▸ **Written request A**
List the online platforms that the piece on online art piracy below names.
▸ **Written request B**
Answer these about the piece on online art piracy below:
(i) In what year did the named artists' estates stop authenticating works?
(ii) What price does the piece give for the Basquiat you might "score"?
(iii) Which of Andy Warhol's series was at issue in the Supreme Court hearing?

1/ Fair Use vs. Warhol’s Factory
We live in the golden age of online art piracy. Platforms like eBay, Etsy, and Amazon are rife with “print-on-demand” scams cashing in on the estates of artists like Keith Haring, Jean-Michel Basquiat, and Andy Warhol (all of which stopped authenticating works in 2012). Any painting, poster, or print you purchase online these days comes shrouded with the possibility that it might be as “limited-edition,” “vintage,” or “original” as it claims. That plausible deniability allows buyers and sellers alike to maintain the fantasy that they could truly win the lottery. Maybe you really can score a Basquiat for $189.99 because some mysterious collector left them “in storage” then conveniently “died in 2013.” You’ve seen Pawn Stars, right?
This Schrödinger’s cat style game of Real / Fake Russian Roulette that dominates the discourse around technology and art today makes last week’s Supreme Court hearing over Andy Warhol’s Prince series a matter of monumental importance for artists’ everywhere.

▸ **Supplied material**
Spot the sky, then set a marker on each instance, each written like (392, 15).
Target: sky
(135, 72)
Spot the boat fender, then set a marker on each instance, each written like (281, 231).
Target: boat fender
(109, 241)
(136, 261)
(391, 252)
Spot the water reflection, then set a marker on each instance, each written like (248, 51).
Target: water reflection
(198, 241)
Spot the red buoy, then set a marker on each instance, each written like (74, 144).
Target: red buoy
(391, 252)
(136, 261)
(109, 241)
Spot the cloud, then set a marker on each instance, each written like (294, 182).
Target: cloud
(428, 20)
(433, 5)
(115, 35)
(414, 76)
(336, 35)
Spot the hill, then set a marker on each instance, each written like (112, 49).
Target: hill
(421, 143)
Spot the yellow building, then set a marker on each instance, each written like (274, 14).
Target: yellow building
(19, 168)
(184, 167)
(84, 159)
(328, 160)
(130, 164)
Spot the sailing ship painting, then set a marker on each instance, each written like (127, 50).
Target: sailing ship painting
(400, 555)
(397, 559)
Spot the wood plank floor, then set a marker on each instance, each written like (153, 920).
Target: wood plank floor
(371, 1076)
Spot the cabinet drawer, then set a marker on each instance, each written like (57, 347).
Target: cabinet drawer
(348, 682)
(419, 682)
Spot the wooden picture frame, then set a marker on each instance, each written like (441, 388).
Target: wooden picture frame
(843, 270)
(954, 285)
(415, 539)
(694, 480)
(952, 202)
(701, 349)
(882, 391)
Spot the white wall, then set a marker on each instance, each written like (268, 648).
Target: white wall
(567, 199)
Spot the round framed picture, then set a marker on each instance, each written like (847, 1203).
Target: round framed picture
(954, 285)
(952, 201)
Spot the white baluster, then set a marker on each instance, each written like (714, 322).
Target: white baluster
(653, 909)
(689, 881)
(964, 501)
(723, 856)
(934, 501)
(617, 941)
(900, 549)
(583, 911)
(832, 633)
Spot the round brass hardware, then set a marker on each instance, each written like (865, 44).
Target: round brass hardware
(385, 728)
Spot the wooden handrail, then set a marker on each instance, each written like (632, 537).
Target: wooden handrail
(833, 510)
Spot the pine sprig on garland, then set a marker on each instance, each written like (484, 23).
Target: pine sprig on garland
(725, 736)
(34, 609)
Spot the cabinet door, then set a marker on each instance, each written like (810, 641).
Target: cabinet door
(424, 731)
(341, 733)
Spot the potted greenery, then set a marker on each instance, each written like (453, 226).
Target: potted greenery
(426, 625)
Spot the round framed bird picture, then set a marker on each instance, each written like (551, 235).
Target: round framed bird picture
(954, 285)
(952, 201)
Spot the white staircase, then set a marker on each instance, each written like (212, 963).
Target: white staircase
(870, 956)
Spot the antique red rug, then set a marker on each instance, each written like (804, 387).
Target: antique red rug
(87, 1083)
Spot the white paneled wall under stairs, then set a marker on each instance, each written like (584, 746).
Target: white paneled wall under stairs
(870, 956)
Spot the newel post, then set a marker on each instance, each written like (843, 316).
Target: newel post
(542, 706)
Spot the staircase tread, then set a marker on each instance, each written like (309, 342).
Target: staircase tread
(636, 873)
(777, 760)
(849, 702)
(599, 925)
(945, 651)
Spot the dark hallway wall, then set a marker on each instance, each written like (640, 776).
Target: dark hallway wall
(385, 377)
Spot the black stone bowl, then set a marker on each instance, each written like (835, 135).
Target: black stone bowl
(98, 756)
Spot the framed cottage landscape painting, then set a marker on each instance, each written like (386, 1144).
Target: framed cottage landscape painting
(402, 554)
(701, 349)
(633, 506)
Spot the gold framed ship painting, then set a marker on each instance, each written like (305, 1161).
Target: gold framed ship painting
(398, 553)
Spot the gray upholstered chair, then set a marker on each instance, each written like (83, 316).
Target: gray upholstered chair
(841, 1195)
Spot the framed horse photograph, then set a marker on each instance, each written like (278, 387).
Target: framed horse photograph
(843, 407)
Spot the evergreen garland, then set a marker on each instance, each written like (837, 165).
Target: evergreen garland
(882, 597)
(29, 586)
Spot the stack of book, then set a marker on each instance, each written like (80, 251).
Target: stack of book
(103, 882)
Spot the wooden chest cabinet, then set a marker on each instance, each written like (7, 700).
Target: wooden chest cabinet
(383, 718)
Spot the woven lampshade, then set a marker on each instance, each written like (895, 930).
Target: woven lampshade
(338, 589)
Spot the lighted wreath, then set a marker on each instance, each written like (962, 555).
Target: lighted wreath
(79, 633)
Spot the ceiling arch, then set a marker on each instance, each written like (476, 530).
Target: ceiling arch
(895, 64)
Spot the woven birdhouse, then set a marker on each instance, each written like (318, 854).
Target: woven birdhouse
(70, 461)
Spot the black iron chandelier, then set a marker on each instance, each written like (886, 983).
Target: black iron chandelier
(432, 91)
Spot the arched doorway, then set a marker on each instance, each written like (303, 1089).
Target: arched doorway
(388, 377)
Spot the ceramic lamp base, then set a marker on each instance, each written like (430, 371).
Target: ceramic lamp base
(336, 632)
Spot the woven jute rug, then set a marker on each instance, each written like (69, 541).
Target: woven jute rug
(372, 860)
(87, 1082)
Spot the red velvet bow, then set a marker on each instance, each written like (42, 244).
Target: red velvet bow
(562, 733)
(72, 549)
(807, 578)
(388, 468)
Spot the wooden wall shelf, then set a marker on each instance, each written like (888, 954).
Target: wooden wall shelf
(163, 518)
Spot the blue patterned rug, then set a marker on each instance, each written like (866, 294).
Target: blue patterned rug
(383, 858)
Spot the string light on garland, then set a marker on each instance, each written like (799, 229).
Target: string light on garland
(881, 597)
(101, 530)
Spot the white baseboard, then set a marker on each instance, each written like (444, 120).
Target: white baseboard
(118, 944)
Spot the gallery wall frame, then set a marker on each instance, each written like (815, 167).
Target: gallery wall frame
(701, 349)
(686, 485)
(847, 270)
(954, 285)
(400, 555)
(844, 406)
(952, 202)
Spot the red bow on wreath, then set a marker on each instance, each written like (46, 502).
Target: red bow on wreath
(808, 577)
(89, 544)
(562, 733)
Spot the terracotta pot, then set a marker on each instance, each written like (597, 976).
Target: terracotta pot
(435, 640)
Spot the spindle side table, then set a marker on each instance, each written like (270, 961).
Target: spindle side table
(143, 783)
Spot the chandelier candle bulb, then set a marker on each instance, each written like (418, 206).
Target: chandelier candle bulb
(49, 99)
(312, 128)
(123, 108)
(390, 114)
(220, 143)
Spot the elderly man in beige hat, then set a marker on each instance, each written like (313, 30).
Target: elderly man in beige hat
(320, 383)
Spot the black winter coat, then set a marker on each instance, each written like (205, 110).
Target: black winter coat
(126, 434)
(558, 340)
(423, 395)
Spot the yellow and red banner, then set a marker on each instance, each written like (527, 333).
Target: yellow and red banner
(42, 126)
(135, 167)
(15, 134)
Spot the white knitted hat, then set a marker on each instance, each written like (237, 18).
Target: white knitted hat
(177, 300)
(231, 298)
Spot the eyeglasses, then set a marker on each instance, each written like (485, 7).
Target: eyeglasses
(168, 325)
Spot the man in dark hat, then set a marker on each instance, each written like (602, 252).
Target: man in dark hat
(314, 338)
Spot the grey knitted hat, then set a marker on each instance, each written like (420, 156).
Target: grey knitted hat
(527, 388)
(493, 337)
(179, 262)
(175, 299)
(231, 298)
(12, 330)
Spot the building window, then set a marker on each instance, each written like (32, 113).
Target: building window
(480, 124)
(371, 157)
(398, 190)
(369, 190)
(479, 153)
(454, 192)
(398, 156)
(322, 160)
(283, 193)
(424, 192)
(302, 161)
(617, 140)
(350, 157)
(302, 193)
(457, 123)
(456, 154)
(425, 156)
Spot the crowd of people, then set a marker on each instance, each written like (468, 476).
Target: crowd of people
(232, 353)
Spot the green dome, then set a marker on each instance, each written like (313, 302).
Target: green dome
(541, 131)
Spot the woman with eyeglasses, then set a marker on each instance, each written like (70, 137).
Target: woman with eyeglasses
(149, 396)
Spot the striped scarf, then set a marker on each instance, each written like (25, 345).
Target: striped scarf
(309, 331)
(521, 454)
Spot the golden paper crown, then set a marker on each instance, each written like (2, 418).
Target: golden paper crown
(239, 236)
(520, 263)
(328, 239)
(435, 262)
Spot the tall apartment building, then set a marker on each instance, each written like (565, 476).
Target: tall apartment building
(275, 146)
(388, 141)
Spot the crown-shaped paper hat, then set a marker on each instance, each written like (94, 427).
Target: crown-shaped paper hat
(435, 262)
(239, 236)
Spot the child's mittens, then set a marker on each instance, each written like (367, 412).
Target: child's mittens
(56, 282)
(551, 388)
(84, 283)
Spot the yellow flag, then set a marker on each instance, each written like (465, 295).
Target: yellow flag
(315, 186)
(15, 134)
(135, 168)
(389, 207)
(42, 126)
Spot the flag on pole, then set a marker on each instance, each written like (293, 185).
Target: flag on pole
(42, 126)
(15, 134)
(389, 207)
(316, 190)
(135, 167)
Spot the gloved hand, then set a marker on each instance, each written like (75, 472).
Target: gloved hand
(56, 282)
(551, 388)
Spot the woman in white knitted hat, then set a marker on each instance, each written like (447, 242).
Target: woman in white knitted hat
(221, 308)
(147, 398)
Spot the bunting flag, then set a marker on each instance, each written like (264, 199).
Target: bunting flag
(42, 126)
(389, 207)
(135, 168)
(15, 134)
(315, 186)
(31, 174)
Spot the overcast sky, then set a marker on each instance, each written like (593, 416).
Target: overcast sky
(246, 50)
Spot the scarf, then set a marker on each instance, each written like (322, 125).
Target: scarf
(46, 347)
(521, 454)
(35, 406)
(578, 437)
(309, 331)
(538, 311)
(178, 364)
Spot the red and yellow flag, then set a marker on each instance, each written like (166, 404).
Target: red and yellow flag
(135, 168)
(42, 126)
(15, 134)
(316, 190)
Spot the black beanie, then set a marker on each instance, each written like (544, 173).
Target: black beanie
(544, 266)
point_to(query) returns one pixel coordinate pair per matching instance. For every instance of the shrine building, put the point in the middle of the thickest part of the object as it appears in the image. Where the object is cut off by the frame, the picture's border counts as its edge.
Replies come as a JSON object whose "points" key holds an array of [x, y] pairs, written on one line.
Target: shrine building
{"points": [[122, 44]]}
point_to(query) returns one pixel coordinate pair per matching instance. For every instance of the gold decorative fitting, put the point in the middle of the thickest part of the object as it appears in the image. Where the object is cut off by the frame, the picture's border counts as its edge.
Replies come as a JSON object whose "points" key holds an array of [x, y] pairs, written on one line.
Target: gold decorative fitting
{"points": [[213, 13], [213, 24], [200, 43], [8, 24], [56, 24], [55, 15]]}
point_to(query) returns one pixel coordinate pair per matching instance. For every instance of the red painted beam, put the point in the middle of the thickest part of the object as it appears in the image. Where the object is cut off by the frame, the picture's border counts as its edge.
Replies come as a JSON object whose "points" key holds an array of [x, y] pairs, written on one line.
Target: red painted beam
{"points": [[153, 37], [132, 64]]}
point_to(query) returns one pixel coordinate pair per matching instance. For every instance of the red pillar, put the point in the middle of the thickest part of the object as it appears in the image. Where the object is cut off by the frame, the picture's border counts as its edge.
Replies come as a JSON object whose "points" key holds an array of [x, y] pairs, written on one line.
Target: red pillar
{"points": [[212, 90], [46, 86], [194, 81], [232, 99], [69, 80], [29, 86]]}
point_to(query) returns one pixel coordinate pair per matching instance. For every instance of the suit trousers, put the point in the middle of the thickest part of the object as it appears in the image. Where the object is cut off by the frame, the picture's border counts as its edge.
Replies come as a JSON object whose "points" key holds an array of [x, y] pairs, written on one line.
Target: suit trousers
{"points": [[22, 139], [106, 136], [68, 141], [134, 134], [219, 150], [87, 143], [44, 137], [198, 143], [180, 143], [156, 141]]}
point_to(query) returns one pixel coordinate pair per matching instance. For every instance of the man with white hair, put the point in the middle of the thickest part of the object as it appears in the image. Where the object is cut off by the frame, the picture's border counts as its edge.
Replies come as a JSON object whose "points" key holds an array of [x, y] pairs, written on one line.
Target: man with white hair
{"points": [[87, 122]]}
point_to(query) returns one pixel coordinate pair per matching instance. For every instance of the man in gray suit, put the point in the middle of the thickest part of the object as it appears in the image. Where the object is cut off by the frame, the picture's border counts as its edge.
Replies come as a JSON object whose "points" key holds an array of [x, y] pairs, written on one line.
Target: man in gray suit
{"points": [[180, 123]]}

▸ **Task answer A**
eBay
Etsy
Amazon

▸ **Task answer B**
(i) 2012
(ii) $189.99
(iii) The Prince series